Bagaimana menjaga hubungan baik antara kesejahteraan manusia dan keselamatan lebah hutan di Indonesia?

Perubahan lansekap dan iklim berdampak pada penurunan populasi polinator termasuk lebah hutan di Indonesia. Dinas Lingkungan Hidup dan Kehutanan (LHK) Nusa Tenggara Barat mencatat lahan kritis di luar kawasan hutan bertambah menjadi sekitar 578 ribu hektar pada tahun 2018. Ekspansi tanaman jagung itu meresahkan masyarakat di Pulau Sumbawa, ungkap Julmansyah, ketua Jaringan Madu Hutan Sumbawa (JMHS) kepada VOA. JMHS termasuk organisasi yang berfokus pada pengembangan madu hutan di Indonesia.

“Akibat perubahan lanskap hutan menjadi jagung, bukan hanya merugikan si lebah kehilangan habitat pakan lebahnya tetapi mengakibatkan ketersediaan air itu berkurang karena hutannya sudah habis,” kata Julmansyah.

Julmansyah berpandangan kebijakan ekonomi jagung di NTB sejak lima tahun terakhir yang dibanggakan pemerintah Indonesia mampu menghasilkan satu juta ton jagung, harus dievaluasi kembali.

Petani madu dorsata harus memanjat pohon tinggi di Sumbawa (foto: courtesy).

Ia menjelaskan itu tidak sebanding dengan dampak pada produksi madu hutan karena kehilangan koloni lebah hutan, apis dorsata dan kurangnya ketersediaan air akibat alih fungsi hutan menjadi lahan pertanian.

Keprihatinan yang berbeda terjadi di Kalimantan Barat, Hermanto ketua Jaringan Madu Hutan Indonesia (JMHI) di Kalimantan menyatakan kendala yang sama juga dialami sejak kemarau panjang dan kabut asap tahun 2019.

**TUGAS**
Tolong lanjutkan teks tentang lebah hutan di Indonesia itu, dimulai sesudah kalimat terakhirnya. Baris-baris di bawah tidak dipakai untuk teks ini.

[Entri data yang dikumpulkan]
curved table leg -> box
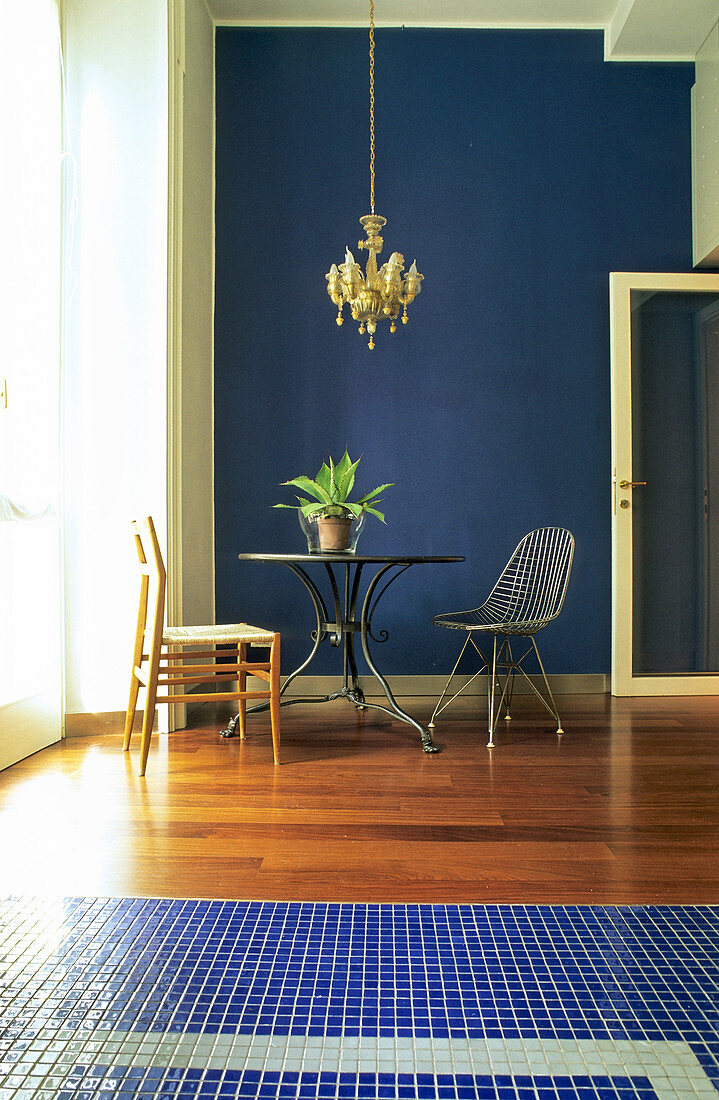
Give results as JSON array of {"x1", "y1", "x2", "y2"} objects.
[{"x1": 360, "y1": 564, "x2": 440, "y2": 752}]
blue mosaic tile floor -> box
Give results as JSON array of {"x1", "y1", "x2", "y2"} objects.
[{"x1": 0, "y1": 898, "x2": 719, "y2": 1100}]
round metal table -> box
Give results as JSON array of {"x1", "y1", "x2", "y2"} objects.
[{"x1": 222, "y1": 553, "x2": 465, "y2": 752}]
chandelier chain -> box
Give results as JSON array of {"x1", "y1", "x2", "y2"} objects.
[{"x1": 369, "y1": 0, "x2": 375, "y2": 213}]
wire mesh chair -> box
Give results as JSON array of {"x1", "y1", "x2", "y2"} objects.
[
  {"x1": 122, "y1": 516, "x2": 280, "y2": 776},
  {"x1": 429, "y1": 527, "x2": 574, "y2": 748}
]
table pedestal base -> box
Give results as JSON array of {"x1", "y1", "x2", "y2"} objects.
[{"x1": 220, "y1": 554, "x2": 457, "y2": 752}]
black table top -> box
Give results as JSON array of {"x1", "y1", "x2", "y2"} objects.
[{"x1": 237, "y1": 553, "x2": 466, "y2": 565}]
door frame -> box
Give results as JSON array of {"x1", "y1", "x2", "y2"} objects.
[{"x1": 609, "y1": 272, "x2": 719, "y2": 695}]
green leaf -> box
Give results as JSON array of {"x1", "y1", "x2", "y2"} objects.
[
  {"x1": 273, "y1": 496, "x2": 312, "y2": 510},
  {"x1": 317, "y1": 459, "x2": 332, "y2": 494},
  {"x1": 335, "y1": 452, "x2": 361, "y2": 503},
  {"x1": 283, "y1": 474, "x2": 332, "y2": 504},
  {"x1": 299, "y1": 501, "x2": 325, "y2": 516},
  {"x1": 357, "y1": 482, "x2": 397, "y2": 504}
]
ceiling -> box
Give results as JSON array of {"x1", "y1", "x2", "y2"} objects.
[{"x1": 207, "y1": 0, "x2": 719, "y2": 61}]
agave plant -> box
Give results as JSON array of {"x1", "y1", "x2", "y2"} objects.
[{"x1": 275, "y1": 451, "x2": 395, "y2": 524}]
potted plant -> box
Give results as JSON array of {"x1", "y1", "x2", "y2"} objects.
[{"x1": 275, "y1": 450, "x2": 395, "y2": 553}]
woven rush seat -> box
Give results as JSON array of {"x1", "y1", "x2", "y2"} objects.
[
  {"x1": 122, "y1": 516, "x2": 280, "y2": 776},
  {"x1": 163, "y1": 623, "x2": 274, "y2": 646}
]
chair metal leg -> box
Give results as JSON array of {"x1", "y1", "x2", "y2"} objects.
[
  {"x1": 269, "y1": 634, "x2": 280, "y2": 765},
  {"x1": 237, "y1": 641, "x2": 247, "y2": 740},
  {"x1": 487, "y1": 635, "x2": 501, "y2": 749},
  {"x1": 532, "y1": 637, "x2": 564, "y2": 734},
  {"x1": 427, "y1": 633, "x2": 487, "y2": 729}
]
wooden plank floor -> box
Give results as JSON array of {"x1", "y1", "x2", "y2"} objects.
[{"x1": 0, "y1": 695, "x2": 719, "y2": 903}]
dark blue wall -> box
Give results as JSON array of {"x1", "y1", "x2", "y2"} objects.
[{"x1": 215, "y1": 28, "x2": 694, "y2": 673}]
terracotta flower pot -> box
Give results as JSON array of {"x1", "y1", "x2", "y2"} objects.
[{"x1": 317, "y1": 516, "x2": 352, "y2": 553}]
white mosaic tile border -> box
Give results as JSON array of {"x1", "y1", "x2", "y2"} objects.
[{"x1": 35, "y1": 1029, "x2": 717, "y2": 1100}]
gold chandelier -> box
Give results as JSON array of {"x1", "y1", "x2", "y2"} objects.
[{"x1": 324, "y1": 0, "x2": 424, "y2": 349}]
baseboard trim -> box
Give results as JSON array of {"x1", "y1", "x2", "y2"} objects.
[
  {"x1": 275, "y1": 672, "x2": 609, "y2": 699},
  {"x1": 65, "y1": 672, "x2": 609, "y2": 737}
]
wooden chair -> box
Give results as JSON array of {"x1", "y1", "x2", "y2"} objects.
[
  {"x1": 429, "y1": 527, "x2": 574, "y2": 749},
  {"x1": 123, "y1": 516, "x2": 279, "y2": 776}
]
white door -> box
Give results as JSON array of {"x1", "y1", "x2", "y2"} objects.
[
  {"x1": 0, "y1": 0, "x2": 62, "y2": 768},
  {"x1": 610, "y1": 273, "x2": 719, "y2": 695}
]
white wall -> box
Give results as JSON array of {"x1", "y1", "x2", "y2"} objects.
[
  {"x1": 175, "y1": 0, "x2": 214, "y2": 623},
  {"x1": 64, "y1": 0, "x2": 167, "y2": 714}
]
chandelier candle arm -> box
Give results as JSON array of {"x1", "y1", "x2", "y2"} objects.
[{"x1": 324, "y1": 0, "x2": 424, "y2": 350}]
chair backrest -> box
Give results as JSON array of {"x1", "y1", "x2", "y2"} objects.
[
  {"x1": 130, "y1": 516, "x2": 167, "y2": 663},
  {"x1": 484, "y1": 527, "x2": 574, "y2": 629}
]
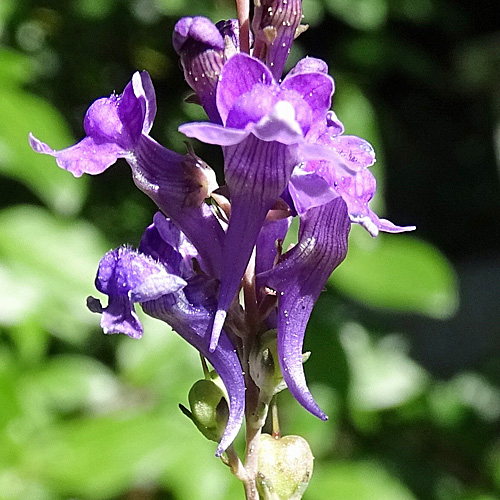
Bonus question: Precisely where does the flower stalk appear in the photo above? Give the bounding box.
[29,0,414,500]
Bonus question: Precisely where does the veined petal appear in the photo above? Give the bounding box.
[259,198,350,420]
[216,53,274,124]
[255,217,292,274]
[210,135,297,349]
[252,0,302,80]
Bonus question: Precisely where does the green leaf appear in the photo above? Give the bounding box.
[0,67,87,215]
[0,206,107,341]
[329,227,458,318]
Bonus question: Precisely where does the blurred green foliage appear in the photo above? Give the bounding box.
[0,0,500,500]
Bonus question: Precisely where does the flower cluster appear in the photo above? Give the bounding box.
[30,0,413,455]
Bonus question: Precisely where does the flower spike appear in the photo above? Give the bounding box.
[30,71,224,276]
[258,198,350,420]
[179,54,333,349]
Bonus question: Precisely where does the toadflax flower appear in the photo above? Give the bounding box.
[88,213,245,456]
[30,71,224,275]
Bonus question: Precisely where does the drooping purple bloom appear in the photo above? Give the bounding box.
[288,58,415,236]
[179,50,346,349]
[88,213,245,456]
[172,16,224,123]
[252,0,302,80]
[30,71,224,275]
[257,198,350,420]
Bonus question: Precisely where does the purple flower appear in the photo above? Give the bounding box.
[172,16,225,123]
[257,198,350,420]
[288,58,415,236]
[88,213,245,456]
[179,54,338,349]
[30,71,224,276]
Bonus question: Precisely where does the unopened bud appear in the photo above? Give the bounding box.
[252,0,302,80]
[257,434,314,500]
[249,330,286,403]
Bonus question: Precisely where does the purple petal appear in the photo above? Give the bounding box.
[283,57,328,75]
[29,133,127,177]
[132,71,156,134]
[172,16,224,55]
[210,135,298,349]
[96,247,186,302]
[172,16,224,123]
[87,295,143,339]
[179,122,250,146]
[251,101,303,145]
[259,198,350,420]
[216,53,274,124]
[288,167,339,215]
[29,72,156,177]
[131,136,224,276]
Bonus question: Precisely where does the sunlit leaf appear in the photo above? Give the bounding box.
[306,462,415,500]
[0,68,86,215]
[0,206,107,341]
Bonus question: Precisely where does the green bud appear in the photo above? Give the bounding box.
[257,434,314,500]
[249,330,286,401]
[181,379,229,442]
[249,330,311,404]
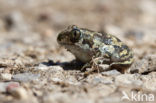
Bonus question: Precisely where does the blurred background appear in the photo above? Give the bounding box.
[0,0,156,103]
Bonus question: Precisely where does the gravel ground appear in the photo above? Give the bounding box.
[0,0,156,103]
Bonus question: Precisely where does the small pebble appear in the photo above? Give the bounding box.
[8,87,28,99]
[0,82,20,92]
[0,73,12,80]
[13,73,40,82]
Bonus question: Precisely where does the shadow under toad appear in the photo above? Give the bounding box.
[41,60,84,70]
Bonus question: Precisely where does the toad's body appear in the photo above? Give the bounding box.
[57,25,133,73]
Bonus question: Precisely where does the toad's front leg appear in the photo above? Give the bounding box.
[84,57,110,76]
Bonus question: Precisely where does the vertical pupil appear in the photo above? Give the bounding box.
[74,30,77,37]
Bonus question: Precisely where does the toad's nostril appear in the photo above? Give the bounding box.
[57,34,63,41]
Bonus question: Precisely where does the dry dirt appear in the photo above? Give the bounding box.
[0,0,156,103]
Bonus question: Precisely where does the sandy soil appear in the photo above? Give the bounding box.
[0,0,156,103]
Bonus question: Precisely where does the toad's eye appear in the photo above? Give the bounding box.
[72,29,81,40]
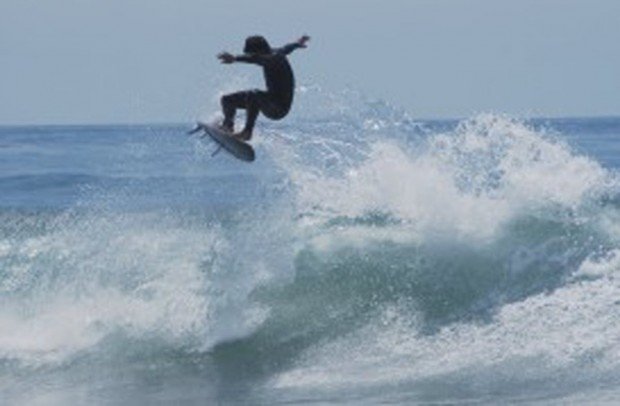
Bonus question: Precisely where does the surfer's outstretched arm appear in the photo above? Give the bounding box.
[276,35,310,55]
...
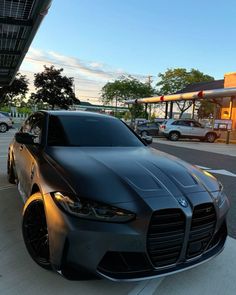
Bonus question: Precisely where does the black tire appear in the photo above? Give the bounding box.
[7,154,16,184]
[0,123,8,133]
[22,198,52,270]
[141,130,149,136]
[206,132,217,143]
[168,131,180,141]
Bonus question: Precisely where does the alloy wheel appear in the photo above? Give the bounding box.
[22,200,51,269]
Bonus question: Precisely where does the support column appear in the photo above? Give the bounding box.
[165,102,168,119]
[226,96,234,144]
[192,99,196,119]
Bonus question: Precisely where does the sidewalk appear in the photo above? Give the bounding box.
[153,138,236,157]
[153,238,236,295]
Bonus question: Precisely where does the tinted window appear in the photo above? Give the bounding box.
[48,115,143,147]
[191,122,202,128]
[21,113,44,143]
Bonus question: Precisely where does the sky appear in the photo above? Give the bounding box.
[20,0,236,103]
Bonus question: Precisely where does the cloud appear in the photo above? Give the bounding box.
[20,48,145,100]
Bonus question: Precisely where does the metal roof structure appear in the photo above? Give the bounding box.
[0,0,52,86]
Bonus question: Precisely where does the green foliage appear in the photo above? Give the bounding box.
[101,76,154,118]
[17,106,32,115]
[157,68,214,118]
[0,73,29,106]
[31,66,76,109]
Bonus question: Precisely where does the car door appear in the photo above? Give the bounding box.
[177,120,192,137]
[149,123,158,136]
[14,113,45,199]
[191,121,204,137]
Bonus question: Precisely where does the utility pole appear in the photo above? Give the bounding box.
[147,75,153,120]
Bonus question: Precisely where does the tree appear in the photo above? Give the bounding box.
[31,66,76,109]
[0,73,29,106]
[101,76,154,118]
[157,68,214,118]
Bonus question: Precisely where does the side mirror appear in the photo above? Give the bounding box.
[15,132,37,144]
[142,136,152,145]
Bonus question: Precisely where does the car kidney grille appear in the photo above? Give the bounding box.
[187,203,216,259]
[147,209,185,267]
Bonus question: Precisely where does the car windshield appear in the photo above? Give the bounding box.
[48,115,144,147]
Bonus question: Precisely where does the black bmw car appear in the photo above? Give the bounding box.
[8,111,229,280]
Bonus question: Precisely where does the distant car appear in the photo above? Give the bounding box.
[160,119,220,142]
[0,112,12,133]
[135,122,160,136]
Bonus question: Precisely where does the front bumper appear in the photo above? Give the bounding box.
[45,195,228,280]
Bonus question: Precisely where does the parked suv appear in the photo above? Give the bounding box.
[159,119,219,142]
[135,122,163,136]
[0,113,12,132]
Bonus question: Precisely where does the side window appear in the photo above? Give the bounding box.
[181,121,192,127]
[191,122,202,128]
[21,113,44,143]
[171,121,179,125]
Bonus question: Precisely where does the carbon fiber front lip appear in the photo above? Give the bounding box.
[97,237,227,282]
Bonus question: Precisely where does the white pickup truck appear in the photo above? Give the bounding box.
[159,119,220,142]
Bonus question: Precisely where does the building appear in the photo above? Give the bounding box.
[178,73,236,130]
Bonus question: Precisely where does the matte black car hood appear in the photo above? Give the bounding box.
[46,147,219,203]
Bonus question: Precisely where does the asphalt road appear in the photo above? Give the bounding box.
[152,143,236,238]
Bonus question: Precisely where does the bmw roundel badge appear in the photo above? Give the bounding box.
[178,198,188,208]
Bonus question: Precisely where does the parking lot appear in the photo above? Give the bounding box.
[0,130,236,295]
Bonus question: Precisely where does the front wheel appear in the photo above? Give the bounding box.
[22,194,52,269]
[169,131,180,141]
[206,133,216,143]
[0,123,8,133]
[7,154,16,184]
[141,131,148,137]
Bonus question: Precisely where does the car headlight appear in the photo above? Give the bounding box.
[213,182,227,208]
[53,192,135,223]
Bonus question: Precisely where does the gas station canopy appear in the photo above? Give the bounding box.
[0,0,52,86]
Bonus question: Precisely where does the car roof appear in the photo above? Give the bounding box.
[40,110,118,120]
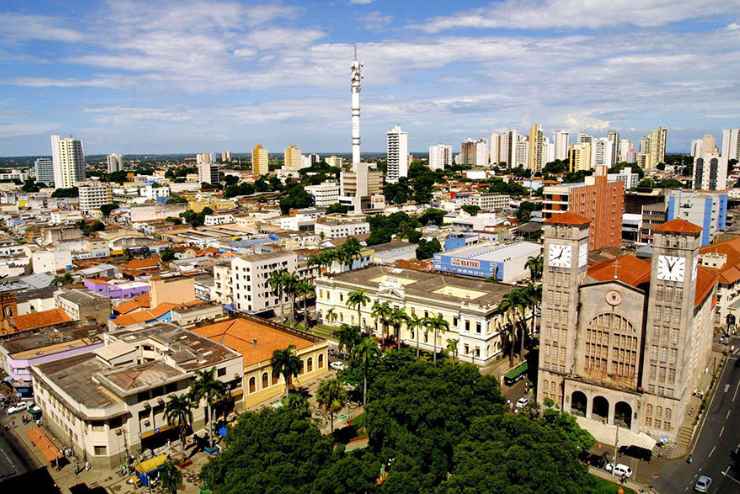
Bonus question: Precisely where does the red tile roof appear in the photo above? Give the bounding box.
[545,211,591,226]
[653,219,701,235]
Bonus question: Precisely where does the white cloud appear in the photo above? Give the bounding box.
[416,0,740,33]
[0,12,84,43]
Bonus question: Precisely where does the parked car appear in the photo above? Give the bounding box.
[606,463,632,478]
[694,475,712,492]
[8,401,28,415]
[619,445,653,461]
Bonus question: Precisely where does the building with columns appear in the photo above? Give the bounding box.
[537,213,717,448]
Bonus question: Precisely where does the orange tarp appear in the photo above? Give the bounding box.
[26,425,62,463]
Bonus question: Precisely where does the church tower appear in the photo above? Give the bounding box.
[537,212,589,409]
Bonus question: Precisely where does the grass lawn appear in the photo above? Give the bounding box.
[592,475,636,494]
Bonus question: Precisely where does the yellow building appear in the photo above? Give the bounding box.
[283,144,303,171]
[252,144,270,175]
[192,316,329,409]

**HASIL**
Di Danau Sentarum, masyarakat yang tinggal di kawasan taman nasional umumnya bekerja sebagai nelayan juga memanen madu hutan ketika musim lebah dorsata datang.

Danau Sentarum di Kalimantan mengalami kekeringan ketika kemarau panjang (foto courtesy: Hermanto).

“Tahun 2019 itu kan kemarau panjang di Kalbar. Jadi, banyak lahan, hampir semua kita kena kabut asap di bulan September. Itu lebah kan dia tidak suka dengan asap. Jadi lebah lari, dan juga tidak ada bunga. Kalau di Danau Sentarum, kemarau panjang sudah kering semua dan tidak ada air. Jadi itu sudah seperti padang gurun,” ujar Hermanto.

Pakar ekologi dan evolusi serangga dari LIPI, Sih Kahono menjelaskan kebakaran dan alih fungsi hutan berakibat pada kematian lebah yang memaksa koloni menempati habitat yang baru yang tidak sesuai.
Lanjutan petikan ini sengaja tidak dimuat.